§ **WORK TO DO**
A – According to the passage on EMC's Symmetrix V-Max, how much global memory does the basic V-Max building block include?
B – From the passage on EMC's Symmetrix V-Max, reproduce word for word the part starting with "Barry Burke, EMC's" and going on through "storage SATA tier.".
**** PROVIDED PASSAGE
EMC's Symmetrix V-Max, announced today, represents the death of monolithic storage arrays and the rise of combined scale-up/scale-out modular arrays built from commodity components tied together with ASICs, very clever software and geographical distance cluster interconnects. It's also a tribute to 3PAR's T-Class InServ design and solidifies a trend to modularity seen already with the DMX-4.
The basic V-Max building block is a pair of quad-core Xeon 2.3GHx (5400) processors, 16 host and 16 disk enclosure ports (8 each per Xeon quad-core), 128GB of global memory, an EMC ASIC to handle the global memory access, and the RapidIO interconnect endpoints.
EMC can now ride the Intel CPU evolution curve and we can look forward to Nehalem-based V-Max engines, roughly twice as powerful as the existing ones at the quad-core level. (V-Max Plus anybody?) These should plug in and play with the existing 5400 Xeon-based ones providing both a scale-up upgrade path and investment protection.
We know that V-Max can scale to 8 V-Max engines with the current release and that FAST software is coming to provide automated data movement between the V-Max storage tiers (flash disk - Fibre Channel disk - SATA disk).
Barry Burke, EMC's senior director and chief strategy officer for the Symmetrix Product Group, says that EMC is developing software to leverage flash drives as something more than just another tier of storage, but doesn't explain what that means. Certainly, in the future, we might see 2-tier V-Max arrays; ones with just a fast flash tier and a bulk storage SATA tier.
********
**** COLLECTED MATERIAL
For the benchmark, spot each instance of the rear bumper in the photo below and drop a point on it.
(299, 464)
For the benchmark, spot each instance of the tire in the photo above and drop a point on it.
********
§ **ANSWERS PER TASK**
A – 128GB

B –
Barry Burke, EMC's senior director and chief strategy officer for the Symmetrix Product Group, says that EMC is developing software to leverage flash drives as something more than just another tier of storage, but doesn't explain what that means. Certainly, in the future, we might see 2-tier V-Max arrays; ones with just a fast flash tier and a bulk storage SATA tier.